Required actions
a. Answer each question from the router wrench thread below, one per line:
(i) On which two routers does Herb Stoops use Muscle chucks?
(ii) What tool does harrysin say the Musclechuck requires?
(iii) What size tap did tomp913 snap off in the wrench?
b. For each statement, say yes or no according to the router wrench thread below, and quote the words that decide it:
(i) The first poster uses a crescent wrench on the top nut.
(ii) Terry Q says Rockler sells a set of wrenches for Porter cable routers.
(iii) tomp913 succeeded in fastening the plywood with flat-head bolts through tapped holes in the wrench.

— Start Selected extract —

# Router wrenches.



## hawkeye10 (Jul 28, 2015)

I have a PC 690 in my router table and it has through the top height adjustment which I love. I hate the wrenches that come with this router and all routers. I use a crescent wrench on the top nut and have an offset wrench for the bottom. The wrench is a piece of you know what. If I bought a Muscle Chuck I think they are around $50 and I would need two. One for 1/4" and one for 1/2" router bits. I could be wrong about needing two. So does any one have a good fix for this?


----------



## Herb Stoops (Aug 28, 2012)

I use Muscle chucks on both of my router tables and use the 1/2"-1/4" reducers in both machines,the Bosch 1617 and PC 7500 3.5 hp.
The Bosch is the only one that has the above the table height adjustment, the PC I can only get the chuck above table height about 3/8".
Herb


----------



## harrysin (Jan 15, 2007)

Like Herb., I use a 1/2" to 1/4" reducer supplied by Derosa Engineering, the maker of the fabulous Musclechuck which only requires about a half turn of a 4mm ball ended Allen key, available everywhere in many styles.


----------



## Terry Q (Mar 2, 2017)

Have you considered offset wrenches? I know Rockler sells a set for Porter cable routers, I'm sure there are others 
as well. 



Sent from my iPad using Tapatalk


----------



## JFPNCM (Dec 13, 2009)

Agree with Herb and Harry, the Musclechuck is the answer. Just buy one with the reducer collet.


----------



## tomp913 (Mar 7, 2014)

I have the 690 router in a Bench Dog lift which doesn't quite allow using the standard (flat) wrench on the spindle nut without going in on an angle. I bought one of the offset (bent) wrenches and it solved that problem but presented another one. The wrench needs to be held at the correct height in order to stay on the hex, but it's easy to let it move while you're trying to get the other wrench on and lined up. Came up with the idea of cutting a piece of plywood in a "C" shape - outside to match the outside of the wrench and inside a clearance with the hex flats. Drill a couple of holes in the wrench and attach the plywood to the bottom of the wrench. When changing bits, the bottom of the plywood shim can sit on the motor housing at the correct height and not slip below the hex. Should only take a couple of minutes to make one, may give that a try.


----------



## tomp913 (Mar 7, 2014)

My wife says this is why I never get anything done - too easily distracted.

Didn't take too long - except I was going to get fancy and tap holes in the wrench and come up through the ply with fl hd bolts. That idea lasted until I snapped a 6-32 tap off in the wrench. So I went back to plan "A", short SM screws with the point filed off on the back side.

Works OK, the plywood shim sits on top of the router face and the metal lines up with the hex so it doesn't drop down off the hex.

Now back to the scheduled project................


----------



## roofner (Aug 1, 2010)

I have mussel chuck 1.2 and white side 1/4 reducer works on my bosch at a better price works great.


----------



## Herb Stoops (Aug 28, 2012)

Before I got the Muscle chuck, I was using the offset wrench along with the straight wrench . I could not get the collet nut up like you show and the offset wrench was gowing up the Aluminum twist lock insert in the table .I was afraid that it would do permanent damage such that the plastic plate would not fit, I decided to just go with the muscle chuck . After I used the muscle chuck, for awhile, I decided to get another for the bosch in the other table

Herb


----------



## tomp913 (Mar 7, 2014)

— End Selected extract —
— Start Dataset —

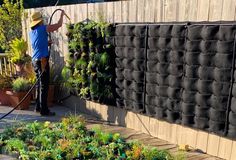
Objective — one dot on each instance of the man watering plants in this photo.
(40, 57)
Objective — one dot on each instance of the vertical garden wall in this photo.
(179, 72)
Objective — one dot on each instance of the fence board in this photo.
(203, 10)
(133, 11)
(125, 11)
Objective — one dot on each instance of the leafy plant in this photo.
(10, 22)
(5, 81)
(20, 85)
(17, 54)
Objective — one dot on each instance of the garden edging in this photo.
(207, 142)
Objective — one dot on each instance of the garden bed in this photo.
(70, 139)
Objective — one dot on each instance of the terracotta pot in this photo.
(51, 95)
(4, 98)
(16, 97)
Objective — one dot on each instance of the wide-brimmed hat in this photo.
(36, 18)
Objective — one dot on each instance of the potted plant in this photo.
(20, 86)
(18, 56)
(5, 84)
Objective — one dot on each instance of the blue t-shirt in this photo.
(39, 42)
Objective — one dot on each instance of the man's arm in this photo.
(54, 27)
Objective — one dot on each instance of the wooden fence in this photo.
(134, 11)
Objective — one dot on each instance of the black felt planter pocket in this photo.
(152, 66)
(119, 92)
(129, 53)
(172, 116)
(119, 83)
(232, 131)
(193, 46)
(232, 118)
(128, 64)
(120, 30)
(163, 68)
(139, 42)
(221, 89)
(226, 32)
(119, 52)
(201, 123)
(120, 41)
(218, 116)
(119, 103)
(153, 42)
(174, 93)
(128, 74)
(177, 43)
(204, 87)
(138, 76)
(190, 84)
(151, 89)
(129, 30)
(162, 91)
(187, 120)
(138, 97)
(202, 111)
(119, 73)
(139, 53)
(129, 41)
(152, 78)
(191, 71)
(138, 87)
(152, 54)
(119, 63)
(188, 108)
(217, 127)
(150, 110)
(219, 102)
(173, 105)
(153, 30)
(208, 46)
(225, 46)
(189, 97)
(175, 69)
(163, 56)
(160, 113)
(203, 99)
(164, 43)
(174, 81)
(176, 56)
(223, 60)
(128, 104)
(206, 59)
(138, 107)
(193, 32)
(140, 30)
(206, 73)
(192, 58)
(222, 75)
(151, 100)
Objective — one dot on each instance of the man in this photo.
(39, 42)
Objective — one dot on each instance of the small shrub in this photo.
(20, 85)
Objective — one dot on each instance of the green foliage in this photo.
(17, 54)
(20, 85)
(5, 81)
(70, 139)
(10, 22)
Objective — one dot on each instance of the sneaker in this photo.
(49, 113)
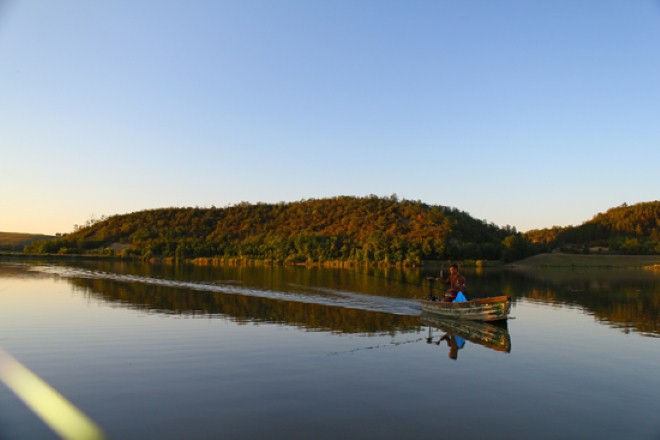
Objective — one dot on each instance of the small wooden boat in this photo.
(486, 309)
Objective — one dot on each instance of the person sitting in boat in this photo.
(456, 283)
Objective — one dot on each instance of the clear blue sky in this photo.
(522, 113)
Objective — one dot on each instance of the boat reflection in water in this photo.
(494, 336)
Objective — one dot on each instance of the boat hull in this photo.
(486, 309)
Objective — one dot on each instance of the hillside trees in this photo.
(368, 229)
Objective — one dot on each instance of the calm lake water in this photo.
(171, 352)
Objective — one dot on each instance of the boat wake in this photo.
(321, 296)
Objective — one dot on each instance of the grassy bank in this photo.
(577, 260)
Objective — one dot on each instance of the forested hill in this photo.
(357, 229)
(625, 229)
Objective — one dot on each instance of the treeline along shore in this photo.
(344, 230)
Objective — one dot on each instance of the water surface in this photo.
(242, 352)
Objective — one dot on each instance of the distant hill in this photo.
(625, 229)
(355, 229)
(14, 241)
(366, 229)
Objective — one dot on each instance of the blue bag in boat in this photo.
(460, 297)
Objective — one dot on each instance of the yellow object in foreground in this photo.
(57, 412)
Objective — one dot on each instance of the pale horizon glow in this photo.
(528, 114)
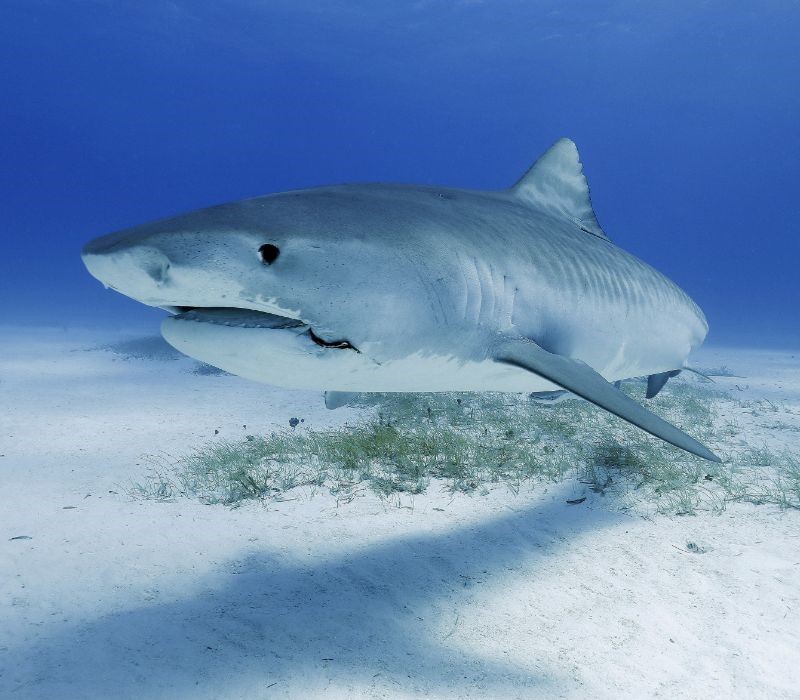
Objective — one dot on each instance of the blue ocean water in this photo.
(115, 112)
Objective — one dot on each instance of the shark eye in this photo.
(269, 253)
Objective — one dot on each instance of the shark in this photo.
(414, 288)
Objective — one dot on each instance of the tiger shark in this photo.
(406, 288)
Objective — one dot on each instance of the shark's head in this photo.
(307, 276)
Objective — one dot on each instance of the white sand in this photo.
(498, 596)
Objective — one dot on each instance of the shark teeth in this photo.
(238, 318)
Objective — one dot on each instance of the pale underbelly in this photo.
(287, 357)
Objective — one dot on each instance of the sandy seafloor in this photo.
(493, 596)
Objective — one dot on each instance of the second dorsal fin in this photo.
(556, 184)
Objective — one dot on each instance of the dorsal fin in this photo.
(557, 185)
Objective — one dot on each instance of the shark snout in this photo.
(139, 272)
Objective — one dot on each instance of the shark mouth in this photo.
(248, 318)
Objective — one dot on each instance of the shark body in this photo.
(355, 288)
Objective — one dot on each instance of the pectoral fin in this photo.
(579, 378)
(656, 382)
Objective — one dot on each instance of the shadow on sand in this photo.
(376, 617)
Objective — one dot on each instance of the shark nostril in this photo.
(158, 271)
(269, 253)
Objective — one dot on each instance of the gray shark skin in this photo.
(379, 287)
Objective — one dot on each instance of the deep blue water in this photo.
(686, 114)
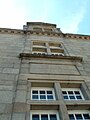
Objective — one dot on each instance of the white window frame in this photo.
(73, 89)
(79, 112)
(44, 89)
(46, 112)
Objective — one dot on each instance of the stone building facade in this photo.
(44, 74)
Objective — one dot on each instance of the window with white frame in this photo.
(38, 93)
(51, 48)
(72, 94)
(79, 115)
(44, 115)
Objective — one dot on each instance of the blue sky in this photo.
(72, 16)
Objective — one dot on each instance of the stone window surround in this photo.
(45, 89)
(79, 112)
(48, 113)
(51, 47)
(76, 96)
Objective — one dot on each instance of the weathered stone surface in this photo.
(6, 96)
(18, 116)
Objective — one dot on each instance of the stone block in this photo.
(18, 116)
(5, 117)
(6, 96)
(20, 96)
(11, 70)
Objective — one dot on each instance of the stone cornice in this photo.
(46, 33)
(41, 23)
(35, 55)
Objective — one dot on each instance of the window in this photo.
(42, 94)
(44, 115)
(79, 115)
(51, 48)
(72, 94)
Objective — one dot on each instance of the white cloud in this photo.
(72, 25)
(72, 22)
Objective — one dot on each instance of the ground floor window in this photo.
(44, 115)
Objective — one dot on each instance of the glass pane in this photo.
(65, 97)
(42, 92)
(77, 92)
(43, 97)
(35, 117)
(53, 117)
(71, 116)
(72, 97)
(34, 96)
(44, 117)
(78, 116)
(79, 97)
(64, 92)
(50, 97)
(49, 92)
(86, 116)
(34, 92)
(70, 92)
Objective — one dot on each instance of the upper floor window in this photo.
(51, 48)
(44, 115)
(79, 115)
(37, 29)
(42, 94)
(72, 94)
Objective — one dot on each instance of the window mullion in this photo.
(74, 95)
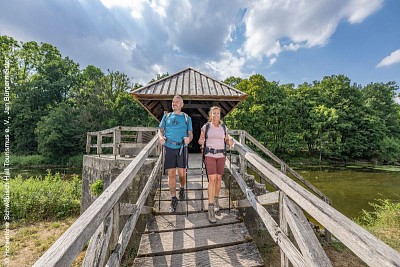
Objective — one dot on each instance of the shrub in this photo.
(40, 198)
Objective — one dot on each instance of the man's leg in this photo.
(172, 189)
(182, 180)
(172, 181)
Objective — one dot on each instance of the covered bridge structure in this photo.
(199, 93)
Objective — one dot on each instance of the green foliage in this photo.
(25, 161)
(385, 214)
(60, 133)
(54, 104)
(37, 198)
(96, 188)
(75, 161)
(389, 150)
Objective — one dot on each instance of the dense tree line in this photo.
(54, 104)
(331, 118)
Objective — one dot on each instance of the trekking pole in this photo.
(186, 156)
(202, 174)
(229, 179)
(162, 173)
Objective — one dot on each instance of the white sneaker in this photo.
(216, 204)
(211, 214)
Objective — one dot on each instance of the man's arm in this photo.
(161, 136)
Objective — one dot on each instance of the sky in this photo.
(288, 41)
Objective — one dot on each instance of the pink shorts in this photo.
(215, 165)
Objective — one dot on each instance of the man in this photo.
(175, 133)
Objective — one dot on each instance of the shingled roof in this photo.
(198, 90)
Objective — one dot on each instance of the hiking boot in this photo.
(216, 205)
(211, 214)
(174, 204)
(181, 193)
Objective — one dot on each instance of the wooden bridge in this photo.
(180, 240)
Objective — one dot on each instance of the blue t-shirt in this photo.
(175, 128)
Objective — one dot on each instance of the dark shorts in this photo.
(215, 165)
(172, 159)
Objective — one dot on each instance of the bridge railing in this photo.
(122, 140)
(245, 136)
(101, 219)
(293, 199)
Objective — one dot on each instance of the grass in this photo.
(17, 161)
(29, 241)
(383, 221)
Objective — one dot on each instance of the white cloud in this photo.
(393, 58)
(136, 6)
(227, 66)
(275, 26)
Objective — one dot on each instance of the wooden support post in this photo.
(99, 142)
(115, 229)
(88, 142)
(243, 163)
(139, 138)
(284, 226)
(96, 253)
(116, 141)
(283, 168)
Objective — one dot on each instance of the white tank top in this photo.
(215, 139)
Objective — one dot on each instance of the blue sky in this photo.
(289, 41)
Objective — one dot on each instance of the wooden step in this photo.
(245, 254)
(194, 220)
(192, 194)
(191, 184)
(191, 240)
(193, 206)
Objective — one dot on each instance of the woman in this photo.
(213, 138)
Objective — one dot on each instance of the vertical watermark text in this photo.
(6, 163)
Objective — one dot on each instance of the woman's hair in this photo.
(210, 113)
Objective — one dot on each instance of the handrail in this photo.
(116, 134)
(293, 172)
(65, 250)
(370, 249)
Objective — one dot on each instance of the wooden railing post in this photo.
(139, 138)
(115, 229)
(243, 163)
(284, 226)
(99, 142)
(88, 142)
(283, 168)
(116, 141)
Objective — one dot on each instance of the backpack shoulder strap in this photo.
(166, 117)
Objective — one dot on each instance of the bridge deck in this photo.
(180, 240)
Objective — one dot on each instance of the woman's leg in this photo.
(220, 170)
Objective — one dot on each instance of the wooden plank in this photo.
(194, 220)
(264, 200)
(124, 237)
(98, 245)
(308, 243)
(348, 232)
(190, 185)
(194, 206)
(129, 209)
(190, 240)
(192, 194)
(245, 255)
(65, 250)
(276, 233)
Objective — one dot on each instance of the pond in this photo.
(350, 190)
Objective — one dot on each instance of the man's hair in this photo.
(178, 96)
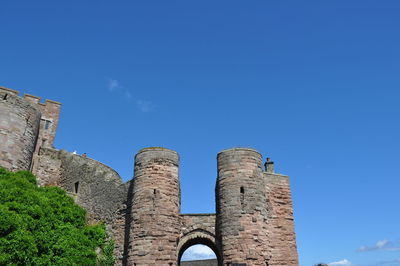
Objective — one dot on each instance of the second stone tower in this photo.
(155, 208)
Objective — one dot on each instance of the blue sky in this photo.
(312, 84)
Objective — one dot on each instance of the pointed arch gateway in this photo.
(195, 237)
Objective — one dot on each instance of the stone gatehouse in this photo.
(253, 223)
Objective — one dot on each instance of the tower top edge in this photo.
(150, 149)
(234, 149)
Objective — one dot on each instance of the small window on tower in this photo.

— End Dataset —

Responses in order
a.
(i) The Bosch 1617 and the PC 7500 3.5 hp.
(ii) A 4mm ball ended Allen key, turned about a half turn.
(iii) A 6-32 tap.

b.
(i) Yes: "I use a crescent wrench on the top nut and have an offset wrench for the bottom."
(ii) Yes: "I know Rockler sells a set for Porter cable routers"
(iii) No: "That idea lasted until I snapped a 6-32 tap off in the wrench."